» EXERCISE REQUIREMENTS:
Copy out the records below, changing every "pixel coordinates" to "image coordinates" and leaving everything else as it stands.

» INPUT ROWS:
------------------------------------

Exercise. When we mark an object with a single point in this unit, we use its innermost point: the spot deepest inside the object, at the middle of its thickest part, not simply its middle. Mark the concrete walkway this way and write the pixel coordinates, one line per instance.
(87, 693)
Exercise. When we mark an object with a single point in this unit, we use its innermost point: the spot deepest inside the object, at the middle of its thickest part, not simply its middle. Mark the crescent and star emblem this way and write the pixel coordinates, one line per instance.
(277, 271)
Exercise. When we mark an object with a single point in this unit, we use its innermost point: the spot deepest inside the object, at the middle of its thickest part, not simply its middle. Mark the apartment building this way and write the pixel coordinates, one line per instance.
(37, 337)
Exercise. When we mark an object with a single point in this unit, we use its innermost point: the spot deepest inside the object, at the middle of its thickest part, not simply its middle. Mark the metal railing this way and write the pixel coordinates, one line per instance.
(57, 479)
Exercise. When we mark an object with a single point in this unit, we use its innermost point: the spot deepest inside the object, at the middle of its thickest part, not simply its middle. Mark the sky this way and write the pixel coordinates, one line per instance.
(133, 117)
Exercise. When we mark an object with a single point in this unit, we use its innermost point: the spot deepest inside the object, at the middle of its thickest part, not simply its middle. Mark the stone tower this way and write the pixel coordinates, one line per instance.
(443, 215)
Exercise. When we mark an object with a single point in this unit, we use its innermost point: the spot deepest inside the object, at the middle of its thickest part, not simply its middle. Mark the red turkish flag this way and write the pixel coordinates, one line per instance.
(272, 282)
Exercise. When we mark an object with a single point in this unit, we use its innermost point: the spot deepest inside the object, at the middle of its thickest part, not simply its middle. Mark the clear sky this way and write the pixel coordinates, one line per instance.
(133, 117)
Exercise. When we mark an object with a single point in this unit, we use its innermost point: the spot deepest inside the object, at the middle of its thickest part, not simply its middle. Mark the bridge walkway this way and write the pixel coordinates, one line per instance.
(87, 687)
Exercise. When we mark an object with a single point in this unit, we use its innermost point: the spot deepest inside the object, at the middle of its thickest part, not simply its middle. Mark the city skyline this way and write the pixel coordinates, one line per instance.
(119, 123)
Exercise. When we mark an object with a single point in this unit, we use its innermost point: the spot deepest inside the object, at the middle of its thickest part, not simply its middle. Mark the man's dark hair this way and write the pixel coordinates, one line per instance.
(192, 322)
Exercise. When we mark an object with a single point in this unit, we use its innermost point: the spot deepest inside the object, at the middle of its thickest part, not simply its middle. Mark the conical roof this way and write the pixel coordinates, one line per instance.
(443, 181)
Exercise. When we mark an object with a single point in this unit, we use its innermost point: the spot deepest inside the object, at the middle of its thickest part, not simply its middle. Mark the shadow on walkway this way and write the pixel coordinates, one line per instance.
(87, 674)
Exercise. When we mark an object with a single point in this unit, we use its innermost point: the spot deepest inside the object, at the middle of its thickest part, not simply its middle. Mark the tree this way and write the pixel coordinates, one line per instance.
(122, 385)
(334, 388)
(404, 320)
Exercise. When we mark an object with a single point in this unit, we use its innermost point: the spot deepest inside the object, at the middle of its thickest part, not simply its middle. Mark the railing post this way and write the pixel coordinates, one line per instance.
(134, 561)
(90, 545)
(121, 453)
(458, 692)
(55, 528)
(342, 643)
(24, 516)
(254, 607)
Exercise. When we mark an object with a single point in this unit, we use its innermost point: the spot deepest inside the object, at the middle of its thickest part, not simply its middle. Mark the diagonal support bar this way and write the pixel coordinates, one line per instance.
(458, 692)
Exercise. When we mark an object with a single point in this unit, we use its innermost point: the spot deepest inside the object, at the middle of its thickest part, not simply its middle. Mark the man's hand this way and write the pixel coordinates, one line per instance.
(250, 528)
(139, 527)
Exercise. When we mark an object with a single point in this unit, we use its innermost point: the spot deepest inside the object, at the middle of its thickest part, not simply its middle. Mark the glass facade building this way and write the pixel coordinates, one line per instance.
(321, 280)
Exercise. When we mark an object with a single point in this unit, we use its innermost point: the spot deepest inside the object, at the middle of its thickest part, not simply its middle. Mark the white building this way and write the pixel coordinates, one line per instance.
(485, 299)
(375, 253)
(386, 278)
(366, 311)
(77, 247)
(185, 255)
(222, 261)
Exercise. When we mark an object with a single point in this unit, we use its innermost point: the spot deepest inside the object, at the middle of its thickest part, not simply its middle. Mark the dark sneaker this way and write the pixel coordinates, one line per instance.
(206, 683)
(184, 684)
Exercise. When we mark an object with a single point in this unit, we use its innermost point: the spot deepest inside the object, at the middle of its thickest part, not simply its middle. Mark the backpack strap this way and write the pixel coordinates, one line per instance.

------------------------------------

» EXERCISE ANSWER:
Exercise. When we mark an object with a single point in this unit, we use its innermost point: the spot deepest inside the object, at the middle of its thickest part, not simply its middle. Mark the concrete walkway this way and write the image coordinates, one line per instance.
(87, 693)
Exercise. When we mark an object with a single point in this unit, we use its innermost point: the spot deepest inside the object, at the middle of its thickest part, not simply its middle. Mark the crescent and star emblem this way and write the image coordinates, one line per instance.
(277, 271)
Exercise. When we mark an object with a single point in this unit, we use its innermost point: the spot deepest inside the object, at the middle of its thickest part, not simply its middle. Mark the apartment building this way and write the image coordinates, one line per instance.
(37, 337)
Exercise. When we mark an object with a single point in this unit, we use its innermost point: the spot deepest inside the object, at the middle of its thickest part, not simply its middle. Mark the metal railing this way and write the image coordinates, one line per instance.
(57, 479)
Exercise. When we mark an object with a single point in this unit, we use its innermost point: the spot deepest inside the object, at the middle of its thickest part, not simply its middle. Mark the sky this way and write the image coordinates, one line per instance.
(133, 117)
Exercise. When we mark an object with a single point in this unit, we use its innermost point: the spot deepest inside the object, at the middle of its thickest part, not simply its middle. Mark the stone tower this way and write the image coordinates, one line per instance.
(443, 215)
Exercise. When we mark an object with a single point in this unit, we use its innermost point: the spot deepest inside the object, at the middle of its thickest part, not simply its middle. Mark the red turkish flag this way and write the image coordinates, one line per instance.
(272, 282)
Exercise. When we mark an object with a single point in this unit, we use its innermost point: the spot deepest inside the object, at the middle of its thickest part, not simply its middle. Mark the clear sky this way and write the image coordinates, one line per instance.
(133, 117)
Exercise. When we mark an object with a single point in this unit, we use its innermost point: the spot deepest inside the object, at the middle of its thickest part, not simply its middle. Mark the bridge walkway this way and write the image coordinates, one line per instance.
(87, 687)
Exercise. When we mark an object with a single point in this unit, we use its innermost point: the spot deepest inside the object, at the middle of its thickest part, not simply its middle. Mark the city skyline this way and write the image coordinates, one line per instance.
(119, 123)
Exercise. When we mark an object with a single point in this unit, we use its innermost point: the spot deepest inside the object, at the middle of its thickest part, not simply its middle. Mark the man's dark hair this way and write the image coordinates, one line per instance.
(192, 322)
Exercise. When we mark an object with a single point in this unit, we use its innermost point: the spot deepest inside the object, at the middle of its thickest part, not simply its middle. Mark the conical roof this way and write the image coordinates, one line per instance.
(443, 181)
Exercise. When we mark an object with a single point in this unit, we use its innermost point: the spot deepest inside the object, at the middle of its thickest part, not simply its middle. Mark the shadow on walkway this way and write the image coordinates, one line per instance.
(87, 674)
Exercise. When we mark an object with a single point in this unit, we use its innermost point: the spot deepest inside the object, at the middle of its thickest part, not simply its middle. Mark the tree this way and write the image coordinates, one line per instance.
(122, 385)
(334, 388)
(404, 320)
Exercise. When we mark an object with a single point in this unit, we use its innermost point: the spot deepest inside the object, at the middle of its thickest part, not simply its middle. Mark the railing post this way and write the image coordinates, one line per instance.
(134, 561)
(90, 545)
(121, 453)
(458, 692)
(55, 528)
(342, 643)
(24, 516)
(254, 607)
Exercise. When we mark an object with a single point in this unit, we use its innermost point: the spot deepest inside the object, at the middle of its thickest part, not simply its middle. Mark the diagonal support bar this way and write the image coordinates, one line per instance.
(458, 692)
Exercise. When we mark an object with a single point in this unit, we use its innermost point: the spot deepest inside the object, at the middle of its thickest part, not simply its middle. Mark the man's hand this way and write the image coordinates, one line per instance.
(250, 528)
(139, 527)
Exercise. When we mark an object with a single point in this unit, we use its innermost point: the spot deepest inside the object, at the middle of its thickest part, not simply its middle. Mark the glass facade building this way and write the image coordinates, one line per instance.
(321, 280)
Exercise. When we mark an object with a single point in this unit, we use its innermost point: the spot deepest inside the object, at the middle of its thickest part, not simply its middle. Mark the white building this way and write the image coordinates, one line per instance.
(485, 299)
(375, 253)
(386, 278)
(366, 311)
(77, 247)
(185, 255)
(222, 261)
Exercise. When we mark an object with a single point in this unit, we use its innermost point: the spot deepest inside the object, at the middle of its thickest part, not simply its middle. Mark the dark sneaker this way and write the image coordinates, one line per instance.
(206, 683)
(184, 684)
Exercise. When we mark an object with a single point in this unit, we use its innermost point: the spot deepest inside the object, at the middle of its thickest part, not simply its middle. Mark the backpack strap this way and write the image coordinates, one line per instance.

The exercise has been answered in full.